- [Task goal] Without omitting anything, copy every entry word for word.

*****

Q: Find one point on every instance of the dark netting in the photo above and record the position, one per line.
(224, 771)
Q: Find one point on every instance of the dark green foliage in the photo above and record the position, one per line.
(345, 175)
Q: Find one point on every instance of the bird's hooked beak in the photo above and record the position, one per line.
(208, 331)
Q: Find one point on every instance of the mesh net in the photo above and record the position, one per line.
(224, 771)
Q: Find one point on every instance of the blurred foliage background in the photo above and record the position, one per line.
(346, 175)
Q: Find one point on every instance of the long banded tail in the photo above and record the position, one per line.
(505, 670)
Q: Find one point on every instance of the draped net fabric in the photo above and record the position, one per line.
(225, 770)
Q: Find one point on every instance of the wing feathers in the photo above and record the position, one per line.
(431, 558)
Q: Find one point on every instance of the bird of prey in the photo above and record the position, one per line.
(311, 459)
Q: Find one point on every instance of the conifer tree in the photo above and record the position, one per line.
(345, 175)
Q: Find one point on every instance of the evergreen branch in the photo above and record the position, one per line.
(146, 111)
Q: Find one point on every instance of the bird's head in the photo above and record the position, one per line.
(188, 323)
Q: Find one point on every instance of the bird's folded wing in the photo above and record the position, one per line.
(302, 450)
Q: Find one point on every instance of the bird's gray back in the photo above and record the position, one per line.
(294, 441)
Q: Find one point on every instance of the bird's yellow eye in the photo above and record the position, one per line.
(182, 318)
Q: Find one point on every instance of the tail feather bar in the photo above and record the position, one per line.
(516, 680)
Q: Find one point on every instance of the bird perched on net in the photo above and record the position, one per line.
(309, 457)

*****

- [Solved problem]
Q: Find one point on every instance of the dark netting in the photo above and record the position, one per line.
(224, 771)
Q: Find one point on every instance of the dark green foliage in the photo above and record the position, one per line.
(345, 175)
Q: Find one point on every instance of the bird's hooked beak in the photo above and record the position, one per line.
(208, 331)
Q: Find one point on every instance of the mesh net in the photo above and record the position, one per line.
(224, 771)
Q: Find one point on every instance of the blurred foliage background in the photo above and record the position, one per line.
(346, 175)
Q: Find one point on every instance of the long banded tail in the photo above and record the position, one per line.
(505, 670)
Q: Find one point on every instance of the draped net fabric in the photo above and record the position, one per line.
(225, 770)
Q: Find one point on every instance of the wing feathers in the photo above and record the position, one per line.
(431, 558)
Q: Find one point on every instance of the bird of prey in the photo above and record the position, one per line.
(311, 459)
Q: Find one point on every instance of the conifer tree in the photo above and record the position, one per line.
(345, 175)
Q: Find one point on every instance of the evergreen branch in the photo above and record the position, one per line.
(146, 111)
Q: Find one point on every instance of the bird's head in the photo above and record the position, one per line.
(188, 323)
Q: Find one point on every instance of the bird's folded wing in the photo above and record the position, one per line.
(302, 450)
Q: Find one point on every instance of the bird's gray back in the photo above and record the position, one per line.
(294, 441)
Q: Find one point on every instance of the bird's yellow eye in the photo above and record the position, one per line.
(182, 318)
Q: Find one point on every instance of the tail feather bar in the photo above and record the position, one per line.
(516, 680)
Q: Find one point on every instance of the bird perched on net in the photo above and record the position, one per line.
(309, 457)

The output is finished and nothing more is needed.